▸ **SUPPLIED DATA**
------------------------------------------------------------------------

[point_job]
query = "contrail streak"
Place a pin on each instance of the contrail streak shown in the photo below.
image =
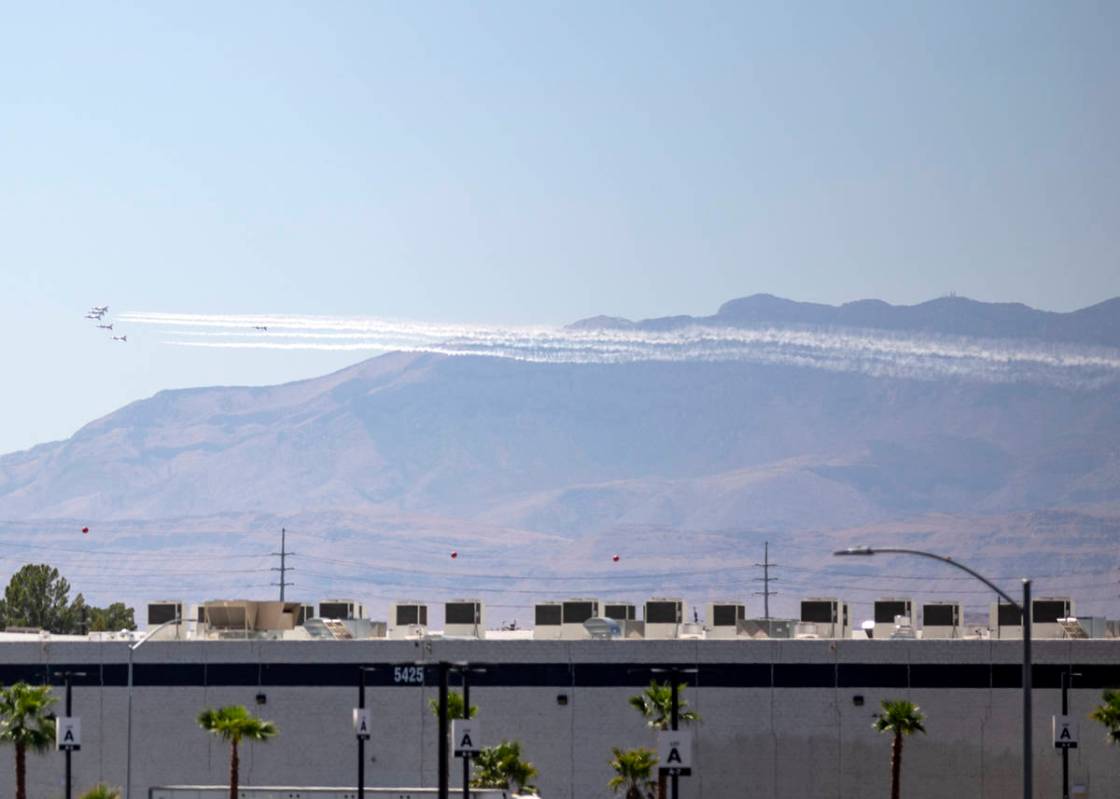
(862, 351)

------------------------------------------------------------------------

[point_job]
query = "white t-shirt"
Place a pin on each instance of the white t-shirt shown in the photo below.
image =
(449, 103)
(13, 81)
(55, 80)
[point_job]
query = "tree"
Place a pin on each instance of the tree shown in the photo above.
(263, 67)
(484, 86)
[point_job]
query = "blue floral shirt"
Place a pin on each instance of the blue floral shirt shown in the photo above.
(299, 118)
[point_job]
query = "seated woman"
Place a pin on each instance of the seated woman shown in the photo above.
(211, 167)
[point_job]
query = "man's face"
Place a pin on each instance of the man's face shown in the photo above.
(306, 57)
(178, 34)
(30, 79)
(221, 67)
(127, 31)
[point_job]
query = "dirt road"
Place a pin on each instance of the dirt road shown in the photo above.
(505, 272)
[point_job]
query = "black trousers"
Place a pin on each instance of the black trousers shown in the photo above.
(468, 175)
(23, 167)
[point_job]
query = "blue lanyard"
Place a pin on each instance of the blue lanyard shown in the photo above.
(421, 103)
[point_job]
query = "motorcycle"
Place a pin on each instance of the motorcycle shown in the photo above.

------------------------------------------------------------------------

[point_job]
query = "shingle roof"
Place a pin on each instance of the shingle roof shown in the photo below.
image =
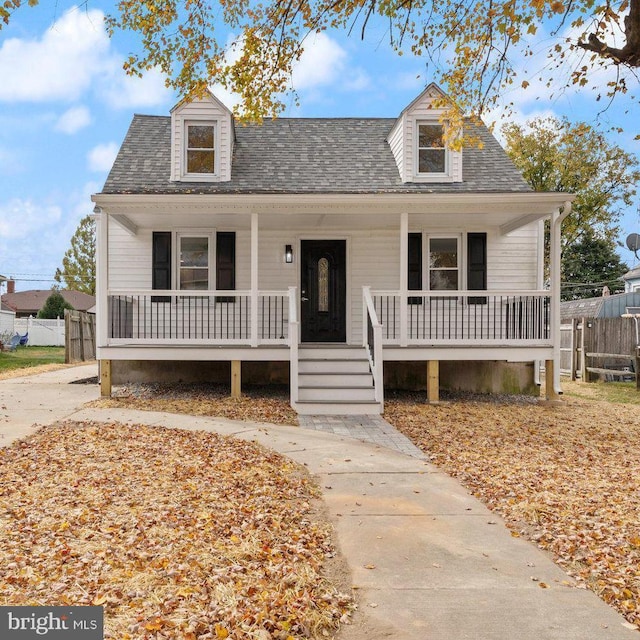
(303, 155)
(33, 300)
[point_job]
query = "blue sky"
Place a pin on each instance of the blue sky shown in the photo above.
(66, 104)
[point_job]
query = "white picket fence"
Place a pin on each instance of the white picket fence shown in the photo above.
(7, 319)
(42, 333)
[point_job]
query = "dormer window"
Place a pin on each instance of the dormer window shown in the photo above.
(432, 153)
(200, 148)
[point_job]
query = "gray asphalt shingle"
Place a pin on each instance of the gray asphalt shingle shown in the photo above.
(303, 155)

------------------------------------------------------------------------

▸ **WHAT THE EXERCISE ASKS**
How many of the rows above contain the word "picket"? Reply with the number alone.

▸ **RESPONSE TO THIS TASK**
2